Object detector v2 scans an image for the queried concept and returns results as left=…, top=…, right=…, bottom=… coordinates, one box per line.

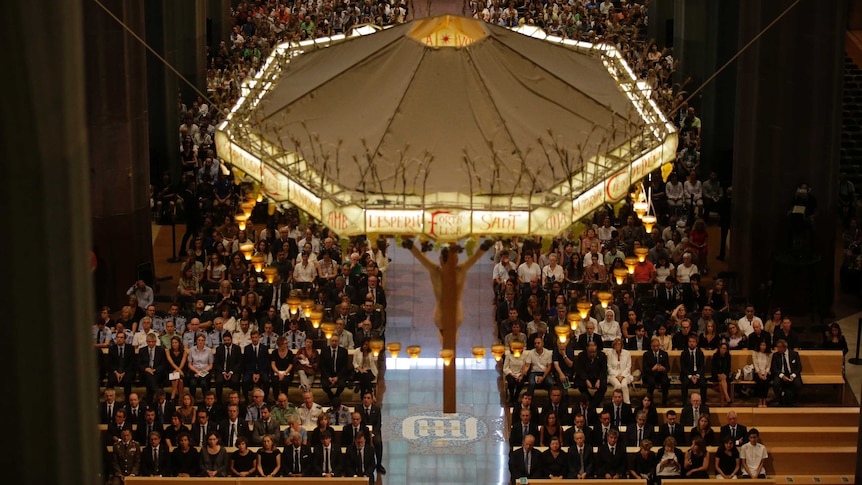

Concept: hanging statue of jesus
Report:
left=402, top=235, right=494, bottom=342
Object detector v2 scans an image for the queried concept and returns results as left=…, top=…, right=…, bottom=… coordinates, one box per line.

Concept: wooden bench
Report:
left=575, top=349, right=844, bottom=402
left=530, top=477, right=652, bottom=485
left=673, top=477, right=775, bottom=485
left=766, top=444, right=856, bottom=475
left=772, top=475, right=856, bottom=485
left=125, top=477, right=368, bottom=485
left=732, top=350, right=844, bottom=403
left=752, top=407, right=859, bottom=428
left=513, top=443, right=856, bottom=476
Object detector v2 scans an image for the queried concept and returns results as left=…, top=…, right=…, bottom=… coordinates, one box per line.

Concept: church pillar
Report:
left=83, top=0, right=154, bottom=309
left=0, top=0, right=100, bottom=483
left=730, top=0, right=847, bottom=312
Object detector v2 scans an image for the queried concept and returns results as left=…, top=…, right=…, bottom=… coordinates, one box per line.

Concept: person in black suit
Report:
left=747, top=320, right=773, bottom=350
left=658, top=409, right=686, bottom=445
left=679, top=333, right=707, bottom=402
left=512, top=392, right=540, bottom=416
left=221, top=404, right=251, bottom=446
left=133, top=408, right=165, bottom=443
left=99, top=387, right=123, bottom=424
left=140, top=431, right=172, bottom=477
left=104, top=408, right=132, bottom=446
left=213, top=332, right=242, bottom=400
left=497, top=300, right=527, bottom=340
left=578, top=320, right=604, bottom=350
left=196, top=391, right=227, bottom=423
left=719, top=409, right=748, bottom=446
left=566, top=431, right=595, bottom=480
left=359, top=276, right=386, bottom=309
left=541, top=387, right=572, bottom=426
left=540, top=436, right=569, bottom=480
left=602, top=389, right=635, bottom=429
left=772, top=317, right=799, bottom=350
left=107, top=332, right=137, bottom=400
left=311, top=433, right=344, bottom=477
left=572, top=394, right=599, bottom=430
left=655, top=276, right=682, bottom=322
left=596, top=429, right=628, bottom=480
left=625, top=411, right=654, bottom=446
left=150, top=389, right=177, bottom=426
left=626, top=324, right=650, bottom=352
left=189, top=408, right=218, bottom=446
left=356, top=391, right=386, bottom=475
left=671, top=318, right=696, bottom=350
left=138, top=333, right=168, bottom=400
left=242, top=330, right=272, bottom=402
left=770, top=340, right=802, bottom=406
left=509, top=409, right=539, bottom=448
left=680, top=393, right=709, bottom=426
left=589, top=410, right=619, bottom=446
left=281, top=431, right=314, bottom=477
left=125, top=392, right=147, bottom=424
left=344, top=434, right=379, bottom=484
left=563, top=414, right=593, bottom=446
left=642, top=337, right=670, bottom=406
left=575, top=335, right=608, bottom=407
left=341, top=411, right=371, bottom=445
left=509, top=435, right=542, bottom=484
left=320, top=334, right=353, bottom=401
left=348, top=300, right=383, bottom=335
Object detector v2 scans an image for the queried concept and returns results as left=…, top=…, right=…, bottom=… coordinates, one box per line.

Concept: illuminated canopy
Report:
left=216, top=16, right=676, bottom=240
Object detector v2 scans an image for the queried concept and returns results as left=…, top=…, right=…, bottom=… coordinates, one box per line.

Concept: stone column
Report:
left=83, top=0, right=158, bottom=309
left=0, top=0, right=99, bottom=483
left=730, top=0, right=847, bottom=312
left=647, top=0, right=674, bottom=49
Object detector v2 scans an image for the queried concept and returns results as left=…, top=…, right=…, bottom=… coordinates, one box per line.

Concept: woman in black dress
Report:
left=171, top=431, right=201, bottom=477
left=683, top=438, right=709, bottom=478
left=230, top=436, right=257, bottom=477
left=689, top=414, right=715, bottom=445
left=821, top=322, right=848, bottom=355
left=634, top=394, right=658, bottom=426
left=257, top=435, right=281, bottom=477
left=709, top=342, right=733, bottom=406
left=270, top=335, right=293, bottom=395
left=201, top=431, right=229, bottom=477
left=629, top=440, right=656, bottom=483
left=541, top=436, right=568, bottom=480
left=308, top=413, right=335, bottom=450
left=715, top=438, right=739, bottom=480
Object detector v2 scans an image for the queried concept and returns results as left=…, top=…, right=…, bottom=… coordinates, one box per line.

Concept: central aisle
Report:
left=378, top=241, right=508, bottom=485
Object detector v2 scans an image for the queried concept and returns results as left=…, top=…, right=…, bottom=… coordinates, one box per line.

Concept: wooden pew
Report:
left=125, top=477, right=368, bottom=485
left=673, top=477, right=775, bottom=485
left=530, top=478, right=652, bottom=485
left=766, top=446, right=856, bottom=475
left=575, top=349, right=844, bottom=402
left=772, top=475, right=856, bottom=485
left=752, top=407, right=859, bottom=428
left=514, top=443, right=856, bottom=474
left=732, top=350, right=844, bottom=402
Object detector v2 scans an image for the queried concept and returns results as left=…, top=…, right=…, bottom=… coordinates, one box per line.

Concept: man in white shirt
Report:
left=491, top=251, right=517, bottom=293
left=233, top=319, right=251, bottom=349
left=132, top=317, right=162, bottom=349
left=737, top=305, right=763, bottom=337
left=522, top=337, right=554, bottom=394
left=542, top=254, right=566, bottom=287
left=126, top=280, right=154, bottom=310
left=518, top=253, right=542, bottom=285
left=739, top=428, right=768, bottom=478
left=299, top=391, right=323, bottom=426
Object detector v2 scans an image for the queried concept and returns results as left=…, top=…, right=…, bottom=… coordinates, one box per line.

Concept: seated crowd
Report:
left=98, top=210, right=389, bottom=482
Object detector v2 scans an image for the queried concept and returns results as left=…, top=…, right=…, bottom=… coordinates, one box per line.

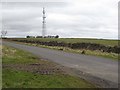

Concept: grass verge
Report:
left=2, top=46, right=95, bottom=88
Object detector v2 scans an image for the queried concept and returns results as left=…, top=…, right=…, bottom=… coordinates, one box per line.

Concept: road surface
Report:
left=3, top=41, right=118, bottom=87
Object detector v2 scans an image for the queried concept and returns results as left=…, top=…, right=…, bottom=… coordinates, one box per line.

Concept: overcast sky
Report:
left=0, top=0, right=119, bottom=39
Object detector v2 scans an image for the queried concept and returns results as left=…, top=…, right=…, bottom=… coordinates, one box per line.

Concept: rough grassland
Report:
left=2, top=46, right=94, bottom=88
left=28, top=38, right=118, bottom=46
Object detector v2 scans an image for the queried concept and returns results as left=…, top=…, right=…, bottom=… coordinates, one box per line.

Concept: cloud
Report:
left=2, top=0, right=118, bottom=39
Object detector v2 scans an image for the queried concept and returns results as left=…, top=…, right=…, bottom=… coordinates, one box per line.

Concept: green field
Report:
left=27, top=38, right=118, bottom=46
left=2, top=46, right=95, bottom=88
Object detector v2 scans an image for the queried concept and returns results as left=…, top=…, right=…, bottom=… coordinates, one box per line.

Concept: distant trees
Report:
left=26, top=36, right=35, bottom=38
left=55, top=35, right=59, bottom=38
left=26, top=35, right=59, bottom=38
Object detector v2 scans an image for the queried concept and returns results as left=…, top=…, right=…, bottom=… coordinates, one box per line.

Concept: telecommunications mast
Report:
left=42, top=7, right=46, bottom=38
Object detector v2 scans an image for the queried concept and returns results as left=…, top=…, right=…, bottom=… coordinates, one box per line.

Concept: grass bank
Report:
left=2, top=46, right=95, bottom=88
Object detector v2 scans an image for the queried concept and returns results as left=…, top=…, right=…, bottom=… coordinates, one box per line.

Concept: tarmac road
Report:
left=3, top=41, right=118, bottom=88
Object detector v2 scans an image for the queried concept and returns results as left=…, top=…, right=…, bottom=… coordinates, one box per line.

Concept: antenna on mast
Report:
left=42, top=7, right=46, bottom=38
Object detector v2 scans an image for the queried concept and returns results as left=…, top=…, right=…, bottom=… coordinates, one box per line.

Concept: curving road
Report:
left=3, top=41, right=118, bottom=87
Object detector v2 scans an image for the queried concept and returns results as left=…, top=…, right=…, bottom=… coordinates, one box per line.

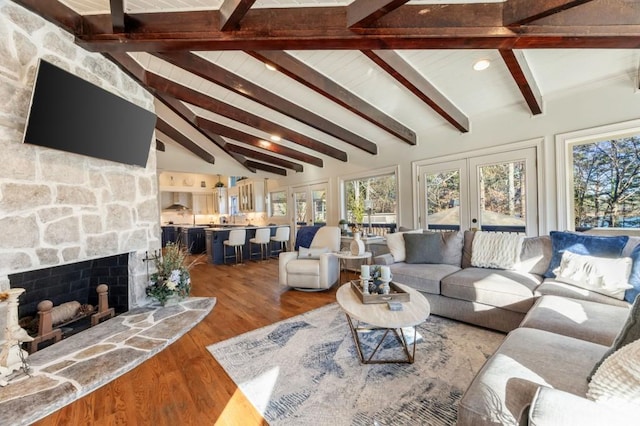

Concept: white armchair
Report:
left=278, top=226, right=340, bottom=291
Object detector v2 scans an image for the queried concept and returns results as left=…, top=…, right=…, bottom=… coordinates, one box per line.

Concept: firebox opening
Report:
left=9, top=254, right=129, bottom=349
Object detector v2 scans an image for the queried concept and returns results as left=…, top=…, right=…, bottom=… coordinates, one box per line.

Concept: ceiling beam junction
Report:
left=156, top=52, right=378, bottom=154
left=347, top=0, right=409, bottom=28
left=502, top=0, right=593, bottom=27
left=246, top=50, right=417, bottom=145
left=220, top=0, right=256, bottom=31
left=362, top=50, right=469, bottom=133
left=109, top=0, right=125, bottom=33
left=500, top=49, right=542, bottom=115
left=156, top=117, right=216, bottom=164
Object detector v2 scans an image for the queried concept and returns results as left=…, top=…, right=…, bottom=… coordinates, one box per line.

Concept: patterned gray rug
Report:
left=207, top=304, right=504, bottom=426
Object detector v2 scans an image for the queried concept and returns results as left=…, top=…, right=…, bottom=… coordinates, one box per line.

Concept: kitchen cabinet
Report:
left=236, top=179, right=265, bottom=213
left=192, top=193, right=215, bottom=214
left=212, top=187, right=228, bottom=214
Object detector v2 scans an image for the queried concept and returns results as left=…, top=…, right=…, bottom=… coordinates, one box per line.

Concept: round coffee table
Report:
left=336, top=283, right=431, bottom=364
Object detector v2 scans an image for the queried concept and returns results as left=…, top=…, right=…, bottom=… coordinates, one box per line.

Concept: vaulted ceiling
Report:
left=14, top=0, right=640, bottom=175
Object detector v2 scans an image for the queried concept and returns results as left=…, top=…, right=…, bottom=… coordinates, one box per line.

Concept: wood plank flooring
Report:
left=35, top=259, right=338, bottom=426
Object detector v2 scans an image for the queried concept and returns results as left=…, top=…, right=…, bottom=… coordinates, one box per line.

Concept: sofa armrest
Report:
left=521, top=386, right=640, bottom=426
left=373, top=253, right=395, bottom=265
left=278, top=251, right=298, bottom=287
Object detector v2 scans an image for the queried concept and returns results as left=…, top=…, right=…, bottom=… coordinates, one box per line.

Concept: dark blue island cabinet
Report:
left=182, top=226, right=207, bottom=254
left=205, top=226, right=288, bottom=265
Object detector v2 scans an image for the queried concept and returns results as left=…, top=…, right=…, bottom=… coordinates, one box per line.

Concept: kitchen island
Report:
left=205, top=225, right=289, bottom=265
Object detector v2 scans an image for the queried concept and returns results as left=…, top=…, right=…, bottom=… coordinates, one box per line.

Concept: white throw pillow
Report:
left=587, top=340, right=640, bottom=409
left=553, top=251, right=633, bottom=300
left=386, top=229, right=422, bottom=262
left=298, top=246, right=329, bottom=259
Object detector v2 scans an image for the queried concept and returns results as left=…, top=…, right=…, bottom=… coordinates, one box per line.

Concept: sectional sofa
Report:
left=374, top=230, right=640, bottom=426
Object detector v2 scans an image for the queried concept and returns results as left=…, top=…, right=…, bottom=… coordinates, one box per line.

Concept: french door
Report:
left=418, top=148, right=538, bottom=235
left=291, top=182, right=328, bottom=236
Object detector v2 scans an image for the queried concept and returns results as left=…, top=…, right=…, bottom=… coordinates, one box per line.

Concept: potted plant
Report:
left=145, top=243, right=197, bottom=306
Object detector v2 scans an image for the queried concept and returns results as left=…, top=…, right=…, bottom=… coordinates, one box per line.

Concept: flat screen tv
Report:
left=24, top=60, right=156, bottom=167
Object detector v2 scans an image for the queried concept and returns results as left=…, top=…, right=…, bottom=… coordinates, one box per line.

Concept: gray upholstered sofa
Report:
left=375, top=232, right=640, bottom=426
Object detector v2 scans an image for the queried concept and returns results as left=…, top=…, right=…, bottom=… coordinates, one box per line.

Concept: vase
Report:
left=349, top=232, right=364, bottom=256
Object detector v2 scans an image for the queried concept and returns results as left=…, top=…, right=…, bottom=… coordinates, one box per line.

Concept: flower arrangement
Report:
left=145, top=243, right=197, bottom=306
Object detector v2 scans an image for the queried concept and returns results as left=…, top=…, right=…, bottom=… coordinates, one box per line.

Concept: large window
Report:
left=269, top=191, right=287, bottom=217
left=571, top=134, right=640, bottom=230
left=556, top=120, right=640, bottom=231
left=342, top=172, right=398, bottom=234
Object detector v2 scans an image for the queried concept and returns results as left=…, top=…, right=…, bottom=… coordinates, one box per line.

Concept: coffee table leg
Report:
left=345, top=314, right=417, bottom=364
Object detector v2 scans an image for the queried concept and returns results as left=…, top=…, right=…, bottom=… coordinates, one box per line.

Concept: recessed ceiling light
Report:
left=473, top=59, right=491, bottom=71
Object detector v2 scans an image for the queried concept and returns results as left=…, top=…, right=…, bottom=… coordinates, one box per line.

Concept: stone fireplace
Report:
left=0, top=0, right=161, bottom=370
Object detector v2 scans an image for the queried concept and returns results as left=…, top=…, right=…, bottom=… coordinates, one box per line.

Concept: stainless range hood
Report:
left=162, top=192, right=191, bottom=212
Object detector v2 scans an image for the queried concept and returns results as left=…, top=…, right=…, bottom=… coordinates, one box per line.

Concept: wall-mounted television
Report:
left=23, top=60, right=156, bottom=167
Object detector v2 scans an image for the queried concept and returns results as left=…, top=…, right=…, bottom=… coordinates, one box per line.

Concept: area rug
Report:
left=207, top=304, right=504, bottom=426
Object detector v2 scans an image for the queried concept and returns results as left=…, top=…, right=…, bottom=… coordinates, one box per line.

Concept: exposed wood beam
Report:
left=156, top=117, right=216, bottom=164
left=500, top=49, right=542, bottom=115
left=247, top=50, right=417, bottom=145
left=146, top=71, right=347, bottom=161
left=109, top=53, right=347, bottom=161
left=362, top=50, right=469, bottom=132
left=347, top=0, right=409, bottom=28
left=106, top=53, right=256, bottom=173
left=220, top=0, right=256, bottom=31
left=227, top=143, right=304, bottom=172
left=156, top=52, right=378, bottom=154
left=244, top=160, right=287, bottom=176
left=503, top=0, right=593, bottom=27
left=109, top=0, right=125, bottom=33
left=65, top=4, right=640, bottom=52
left=194, top=114, right=323, bottom=167
left=13, top=0, right=83, bottom=34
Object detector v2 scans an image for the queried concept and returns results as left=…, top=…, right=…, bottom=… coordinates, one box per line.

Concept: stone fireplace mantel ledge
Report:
left=0, top=297, right=216, bottom=425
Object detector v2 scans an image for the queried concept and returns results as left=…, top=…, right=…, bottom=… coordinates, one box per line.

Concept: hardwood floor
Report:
left=35, top=259, right=337, bottom=426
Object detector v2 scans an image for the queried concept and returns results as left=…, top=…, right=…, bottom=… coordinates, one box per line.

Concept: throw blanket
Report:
left=471, top=231, right=524, bottom=269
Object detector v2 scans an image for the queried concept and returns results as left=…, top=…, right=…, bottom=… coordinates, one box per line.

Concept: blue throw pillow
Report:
left=544, top=231, right=629, bottom=278
left=293, top=226, right=320, bottom=251
left=624, top=244, right=640, bottom=303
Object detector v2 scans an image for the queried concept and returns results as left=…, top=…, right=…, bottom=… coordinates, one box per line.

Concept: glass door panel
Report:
left=420, top=160, right=468, bottom=231
left=470, top=148, right=538, bottom=235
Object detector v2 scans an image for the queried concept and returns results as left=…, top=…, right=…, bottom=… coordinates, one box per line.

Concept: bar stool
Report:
left=249, top=228, right=271, bottom=260
left=222, top=229, right=247, bottom=265
left=271, top=226, right=290, bottom=256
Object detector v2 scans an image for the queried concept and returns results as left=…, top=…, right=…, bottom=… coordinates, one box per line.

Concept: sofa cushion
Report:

• **What you are asked to do**
List each line of the material above that contains the word "black", copying every such line in full.

• **Full output**
Concept: person in black suit
Concept: woman in black dress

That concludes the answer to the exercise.